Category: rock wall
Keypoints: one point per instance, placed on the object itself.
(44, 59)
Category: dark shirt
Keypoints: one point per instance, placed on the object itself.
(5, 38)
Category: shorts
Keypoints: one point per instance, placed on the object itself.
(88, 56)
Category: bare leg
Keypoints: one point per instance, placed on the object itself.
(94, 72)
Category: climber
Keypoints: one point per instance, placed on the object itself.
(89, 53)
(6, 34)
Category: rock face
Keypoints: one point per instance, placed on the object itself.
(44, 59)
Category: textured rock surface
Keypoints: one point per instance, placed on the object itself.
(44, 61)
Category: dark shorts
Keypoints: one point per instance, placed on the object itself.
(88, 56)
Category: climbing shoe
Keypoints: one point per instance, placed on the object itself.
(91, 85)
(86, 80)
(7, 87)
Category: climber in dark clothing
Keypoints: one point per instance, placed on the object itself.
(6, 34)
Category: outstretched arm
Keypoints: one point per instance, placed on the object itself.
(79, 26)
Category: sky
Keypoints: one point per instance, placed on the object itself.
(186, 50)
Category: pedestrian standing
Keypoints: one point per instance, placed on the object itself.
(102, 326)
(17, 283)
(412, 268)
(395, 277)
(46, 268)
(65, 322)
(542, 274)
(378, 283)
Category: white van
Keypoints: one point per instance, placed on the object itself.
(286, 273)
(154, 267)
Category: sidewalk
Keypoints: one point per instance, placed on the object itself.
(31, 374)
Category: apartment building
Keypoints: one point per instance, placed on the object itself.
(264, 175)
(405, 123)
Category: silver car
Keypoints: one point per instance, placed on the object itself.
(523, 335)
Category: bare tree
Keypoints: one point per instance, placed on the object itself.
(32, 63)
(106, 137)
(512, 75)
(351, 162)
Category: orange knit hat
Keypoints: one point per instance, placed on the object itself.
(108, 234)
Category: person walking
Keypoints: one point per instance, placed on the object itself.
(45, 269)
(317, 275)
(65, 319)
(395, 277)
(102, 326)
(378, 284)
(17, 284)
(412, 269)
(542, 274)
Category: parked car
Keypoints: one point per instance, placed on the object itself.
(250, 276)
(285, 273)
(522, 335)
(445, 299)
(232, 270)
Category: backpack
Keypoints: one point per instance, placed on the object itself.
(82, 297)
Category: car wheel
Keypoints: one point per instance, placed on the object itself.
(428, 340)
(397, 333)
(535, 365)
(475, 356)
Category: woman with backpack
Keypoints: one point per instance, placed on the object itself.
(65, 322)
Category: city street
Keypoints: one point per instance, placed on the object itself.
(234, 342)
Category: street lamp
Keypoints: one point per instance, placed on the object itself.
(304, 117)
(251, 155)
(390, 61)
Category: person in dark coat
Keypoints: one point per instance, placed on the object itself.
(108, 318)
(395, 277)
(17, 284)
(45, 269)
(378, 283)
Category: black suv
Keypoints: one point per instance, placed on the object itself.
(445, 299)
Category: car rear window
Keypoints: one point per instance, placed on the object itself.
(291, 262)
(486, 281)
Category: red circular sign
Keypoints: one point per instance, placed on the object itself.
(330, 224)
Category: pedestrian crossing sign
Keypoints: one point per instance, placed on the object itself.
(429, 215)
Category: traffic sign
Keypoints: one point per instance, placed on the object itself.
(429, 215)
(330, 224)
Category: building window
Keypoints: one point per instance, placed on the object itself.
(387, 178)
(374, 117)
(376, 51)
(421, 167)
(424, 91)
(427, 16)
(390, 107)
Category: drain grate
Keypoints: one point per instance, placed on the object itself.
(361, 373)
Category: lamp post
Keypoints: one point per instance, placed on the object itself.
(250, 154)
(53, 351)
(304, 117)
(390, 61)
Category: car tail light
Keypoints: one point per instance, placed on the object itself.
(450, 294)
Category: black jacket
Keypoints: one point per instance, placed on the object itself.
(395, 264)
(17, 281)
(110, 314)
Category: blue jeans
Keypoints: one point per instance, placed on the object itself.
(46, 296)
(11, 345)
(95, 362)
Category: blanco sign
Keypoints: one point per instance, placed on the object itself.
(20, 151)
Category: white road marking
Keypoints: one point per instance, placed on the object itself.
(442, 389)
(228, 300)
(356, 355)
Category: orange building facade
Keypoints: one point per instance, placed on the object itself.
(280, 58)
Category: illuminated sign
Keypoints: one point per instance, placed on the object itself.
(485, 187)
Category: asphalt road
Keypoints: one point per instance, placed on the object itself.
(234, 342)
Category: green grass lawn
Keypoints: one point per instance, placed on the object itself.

OBJECTIVE
Reproduce the material above verbatim, every line from the first category through the last.

SOLUTION TO THIS PROBLEM
Category: rock wall
Keypoints: one point per instance, placed on the object itself.
(44, 59)
Category: dark shirt
Keypoints: one point per instance, placed on the object itself.
(5, 38)
Category: shorts
Keypoints: one point per instance, placed on the object itself.
(88, 56)
Category: bare leg
Keypoints: one point per instance, placed on the object itself.
(94, 72)
Category: climber
Keypoints: one point per instance, placed on the object itself.
(89, 53)
(6, 34)
Category: rock face
Keypoints: one point per instance, placed on the object itself.
(44, 59)
Category: textured rock surface
Keypoints: one point per instance, placed on the object itself.
(44, 61)
Category: dark shorts
Keypoints: one point per instance, placed on the object itself.
(88, 56)
Category: climbing shoe
Keypoints: one point per instance, placed on the object itself.
(91, 85)
(86, 80)
(7, 87)
Category: climber in dark clothing
Keypoints: one point per instance, placed on the object itself.
(6, 34)
Category: outstretched arm
Keypoints: one point per instance, placed on the object itself.
(79, 26)
Category: sky
Keypoints: one point per instance, placed on the object itself.
(186, 50)
Category: pedestrian standing
Keypoints: one point per instance, placed on the object itself.
(102, 326)
(17, 283)
(412, 268)
(395, 277)
(46, 268)
(65, 322)
(542, 274)
(378, 283)
Category: white van
Keypoints: one point per instance, placed on the object itself.
(286, 273)
(154, 267)
Category: sidewalk
Keypoints: one point per instance, placed on the object itself.
(31, 374)
Category: apartment building
Keypoints: one point per instance, placed on the object itself.
(264, 175)
(405, 123)
Category: silver car
Keypoints: one point per instance, placed on the object itself.
(523, 335)
Category: bare tree
Keypoints: one point per instance, placed on the object itself.
(32, 63)
(106, 137)
(512, 75)
(351, 162)
Category: orange knit hat
Keypoints: one point per instance, placed on the object itself.
(108, 234)
Category: person walking
Keypoints: one point per instance, placed on the object itself.
(45, 269)
(317, 275)
(65, 319)
(395, 277)
(102, 326)
(378, 284)
(17, 284)
(412, 269)
(542, 274)
Category: parked car
Keypoints: one point per instance, placed on the object itself.
(250, 276)
(285, 273)
(522, 335)
(445, 299)
(232, 270)
Category: backpack
Keypoints: one point per instance, placed on the object itself.
(82, 297)
Category: car wheel
Keypoints: one point per instance, placed on the object itself.
(428, 340)
(397, 333)
(535, 365)
(475, 356)
Category: woman with backpack
Keypoints: one point per instance, placed on the object itself.
(65, 322)
Category: city street
Keypoints: one point per instance, placed on the object itself.
(234, 342)
Category: street lamp
Keypoints: one point per instance, placed on the object itself.
(304, 117)
(251, 155)
(390, 61)
Category: person in dark coat
Keypoints: one point per instance, placed on the object itself.
(108, 318)
(395, 277)
(17, 284)
(45, 269)
(378, 283)
Category: black suv
Keypoints: one point per instance, placed on the object itself.
(445, 299)
Category: car rear window
Keypoints: one point per instance, placed on the object itself.
(291, 262)
(486, 281)
Category: red circular sign
Keypoints: one point per instance, placed on the object itself.
(330, 224)
Category: pedestrian crossing sign
Keypoints: one point per instance, placed on the object itself.
(429, 215)
Category: traffic sign
Keypoints: one point per instance, placed on the object itself.
(429, 215)
(330, 224)
Category: building window
Keypoints: one point per instance, placed on the object itself.
(387, 178)
(374, 117)
(376, 51)
(421, 167)
(424, 91)
(427, 16)
(390, 107)
Category: drain grate
Keypoints: one point per instance, placed on the object itself.
(361, 373)
Category: lamp post
Keypoints: one point per instance, placed on the object itself.
(250, 154)
(53, 351)
(304, 117)
(390, 61)
Category: car tail light
Keypoints: one point per instance, placed on the object itself.
(450, 294)
Category: black jacket
Keypoints: one point per instance, placed on the object itself.
(395, 264)
(17, 281)
(110, 314)
Category: blue jeans
Keypoints: one point per instance, placed on the object itself.
(46, 296)
(11, 345)
(95, 362)
Category: blanco sign
Keypoints: one point per instance, placed on the object itself.
(20, 151)
Category: white road marking
Keypoints: one point per instance, placed on the object itself.
(442, 389)
(228, 300)
(356, 355)
Category: orange building facade
Keypoints: one point per instance, placed on the object itself.
(280, 58)
Category: illuminated sign
Keypoints: one point per instance, placed on the object itself.
(485, 187)
Category: asphalt road
Keypoints: one point per instance, placed on the object itself.
(234, 342)
Category: green grass lawn
Keypoints: one point per instance, placed on the object itself.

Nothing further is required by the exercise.